What you will do: Continue the article on the Federal Reserve's 2014 bank stress test, starting right after its last sentence.

Page:
##########

Stressed out

Here are the best and worst performers in the Fed’s latest stress test

March 20, 2014
March 20, 2014

The results of the Federal Reserve’s latest test of the US financial system’s ability to withstand severe shocks are in. While 29 out of 30 institutions passed muster, some looked stronger than others.

Simply stated, the annual test administered by the Fed since 2009, is meant to evaluate a bank’s ability to withstand severe economic disruptions and still maintain healthy enough levels of capital to continue to lend.

A key measure of capital is something known as the “tier 1 capital ratio.”  The Fed requires that banks maintain a minimum tier 1 capital ratio of 5% under their stress test. That means the bank’s highest quality assets, such as its holdings of highly rated government bonds, must represent 5% of the its total “risk-weighted” assets. (An article in the Financial Times here does a good job of explaining capital ratios.)

Of the 30 banks the Fed looked at, only Zions Bancorp fell short of the Fed’s 5% target for tier 1 capital ratios. Under the extreme market and economic conditions the Fed used for the test, Zion’s tier 1 capital ratio fell to 3.5% Here’s a chart of some of the other lower performing firms.

##########

Items:
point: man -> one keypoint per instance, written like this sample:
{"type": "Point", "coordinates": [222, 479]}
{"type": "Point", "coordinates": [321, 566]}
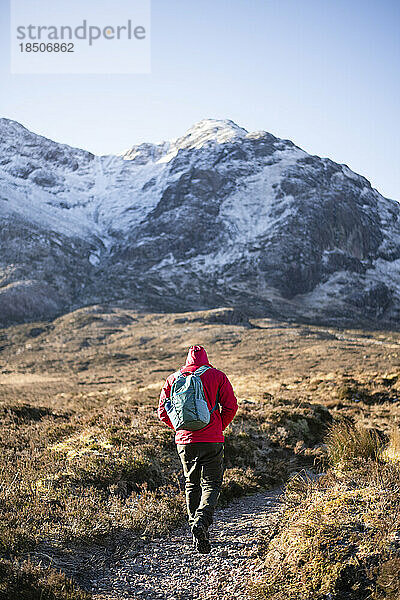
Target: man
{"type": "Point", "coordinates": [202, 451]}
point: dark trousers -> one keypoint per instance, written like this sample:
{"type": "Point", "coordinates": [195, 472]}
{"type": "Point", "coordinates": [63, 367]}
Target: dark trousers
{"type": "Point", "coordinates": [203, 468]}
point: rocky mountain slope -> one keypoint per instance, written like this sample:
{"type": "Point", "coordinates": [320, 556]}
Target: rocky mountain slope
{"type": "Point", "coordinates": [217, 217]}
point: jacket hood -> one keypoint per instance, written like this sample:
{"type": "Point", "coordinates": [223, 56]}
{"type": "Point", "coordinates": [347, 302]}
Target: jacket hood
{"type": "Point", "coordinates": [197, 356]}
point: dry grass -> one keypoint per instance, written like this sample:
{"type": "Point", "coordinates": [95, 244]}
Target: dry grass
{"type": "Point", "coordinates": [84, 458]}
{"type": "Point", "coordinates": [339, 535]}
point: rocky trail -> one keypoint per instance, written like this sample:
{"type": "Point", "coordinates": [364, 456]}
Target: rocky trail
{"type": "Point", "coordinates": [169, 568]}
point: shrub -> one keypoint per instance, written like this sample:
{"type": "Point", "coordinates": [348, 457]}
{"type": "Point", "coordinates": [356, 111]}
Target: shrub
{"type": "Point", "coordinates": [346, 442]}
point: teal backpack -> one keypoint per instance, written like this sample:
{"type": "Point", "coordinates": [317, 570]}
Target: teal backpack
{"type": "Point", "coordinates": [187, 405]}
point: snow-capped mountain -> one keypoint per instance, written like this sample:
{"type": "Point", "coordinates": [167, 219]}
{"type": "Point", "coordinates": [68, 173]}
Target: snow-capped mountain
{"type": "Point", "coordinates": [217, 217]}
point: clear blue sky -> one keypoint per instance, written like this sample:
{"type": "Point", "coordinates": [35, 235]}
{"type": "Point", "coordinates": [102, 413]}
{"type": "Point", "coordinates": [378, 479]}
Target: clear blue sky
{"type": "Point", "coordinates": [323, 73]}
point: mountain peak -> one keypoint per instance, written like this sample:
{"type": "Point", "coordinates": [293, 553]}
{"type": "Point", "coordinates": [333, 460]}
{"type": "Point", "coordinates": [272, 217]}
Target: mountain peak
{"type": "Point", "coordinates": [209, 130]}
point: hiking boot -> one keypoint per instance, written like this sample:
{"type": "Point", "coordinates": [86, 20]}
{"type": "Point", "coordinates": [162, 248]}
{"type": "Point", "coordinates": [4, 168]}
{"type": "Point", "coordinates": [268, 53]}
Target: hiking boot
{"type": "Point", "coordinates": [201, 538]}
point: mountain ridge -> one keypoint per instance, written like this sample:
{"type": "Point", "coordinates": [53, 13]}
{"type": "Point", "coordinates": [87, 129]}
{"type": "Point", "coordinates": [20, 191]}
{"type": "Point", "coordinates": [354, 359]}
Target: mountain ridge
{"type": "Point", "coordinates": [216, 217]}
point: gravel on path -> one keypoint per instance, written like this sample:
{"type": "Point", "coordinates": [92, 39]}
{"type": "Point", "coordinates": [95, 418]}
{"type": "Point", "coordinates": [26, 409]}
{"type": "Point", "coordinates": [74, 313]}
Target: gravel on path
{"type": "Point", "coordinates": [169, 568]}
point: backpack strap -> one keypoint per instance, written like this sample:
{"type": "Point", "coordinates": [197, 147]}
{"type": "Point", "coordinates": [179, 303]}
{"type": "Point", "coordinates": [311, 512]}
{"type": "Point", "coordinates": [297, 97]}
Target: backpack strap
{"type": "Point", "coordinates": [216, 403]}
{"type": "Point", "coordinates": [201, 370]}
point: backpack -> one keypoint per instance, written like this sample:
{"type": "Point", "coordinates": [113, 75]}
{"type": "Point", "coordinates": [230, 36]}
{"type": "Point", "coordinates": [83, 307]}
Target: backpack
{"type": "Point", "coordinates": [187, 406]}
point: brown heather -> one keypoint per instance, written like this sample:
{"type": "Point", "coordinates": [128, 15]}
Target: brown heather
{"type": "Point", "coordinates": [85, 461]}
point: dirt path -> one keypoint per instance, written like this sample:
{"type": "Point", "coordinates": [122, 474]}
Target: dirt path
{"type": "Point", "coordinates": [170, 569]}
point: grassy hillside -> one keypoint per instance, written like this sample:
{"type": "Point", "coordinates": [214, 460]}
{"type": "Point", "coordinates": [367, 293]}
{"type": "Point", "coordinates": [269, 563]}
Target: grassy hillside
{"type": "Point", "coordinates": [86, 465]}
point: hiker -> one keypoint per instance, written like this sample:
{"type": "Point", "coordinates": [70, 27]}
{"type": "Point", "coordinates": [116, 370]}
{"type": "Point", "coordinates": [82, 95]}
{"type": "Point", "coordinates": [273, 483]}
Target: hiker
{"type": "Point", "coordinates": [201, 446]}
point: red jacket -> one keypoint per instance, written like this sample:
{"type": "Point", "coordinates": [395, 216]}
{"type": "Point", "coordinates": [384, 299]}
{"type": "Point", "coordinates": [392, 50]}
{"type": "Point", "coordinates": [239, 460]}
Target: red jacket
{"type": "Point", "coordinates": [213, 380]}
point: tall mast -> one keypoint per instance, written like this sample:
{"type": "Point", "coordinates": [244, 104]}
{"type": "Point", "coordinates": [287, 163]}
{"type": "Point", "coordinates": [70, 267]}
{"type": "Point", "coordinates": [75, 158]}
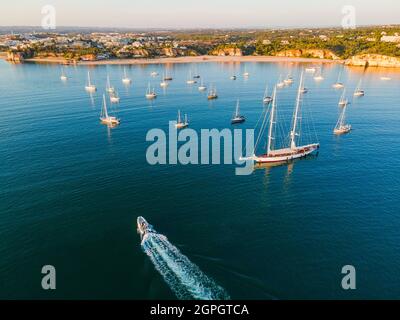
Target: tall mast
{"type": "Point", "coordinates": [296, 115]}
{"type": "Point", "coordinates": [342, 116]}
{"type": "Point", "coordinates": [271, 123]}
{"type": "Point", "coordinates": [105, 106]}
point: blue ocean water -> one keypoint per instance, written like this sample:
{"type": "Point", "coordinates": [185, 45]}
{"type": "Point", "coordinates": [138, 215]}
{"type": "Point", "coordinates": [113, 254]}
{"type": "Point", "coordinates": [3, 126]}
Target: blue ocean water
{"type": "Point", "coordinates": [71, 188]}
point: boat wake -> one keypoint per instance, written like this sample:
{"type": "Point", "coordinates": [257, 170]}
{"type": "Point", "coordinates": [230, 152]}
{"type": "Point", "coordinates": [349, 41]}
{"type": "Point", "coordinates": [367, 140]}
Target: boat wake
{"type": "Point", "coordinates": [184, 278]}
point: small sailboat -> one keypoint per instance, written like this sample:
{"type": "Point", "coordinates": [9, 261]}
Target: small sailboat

##########

Reply:
Worst-performers-in-Federal-Reserve-stress-test-of-capital-levels-Tier-1-capital-as-a-share-of-bank-assets-_chartbuilder

On the other hand, here’s a look at some of the financial institutions that fared the best in the Fed’s test. The entities that topped the rankings are credit card companies, such as American Express, and custodial banks—such as State Street. The Fed found that these financial companies benefitted—among other things—from the fact that they had less exposure to potential trading losses than large Wall Street banks.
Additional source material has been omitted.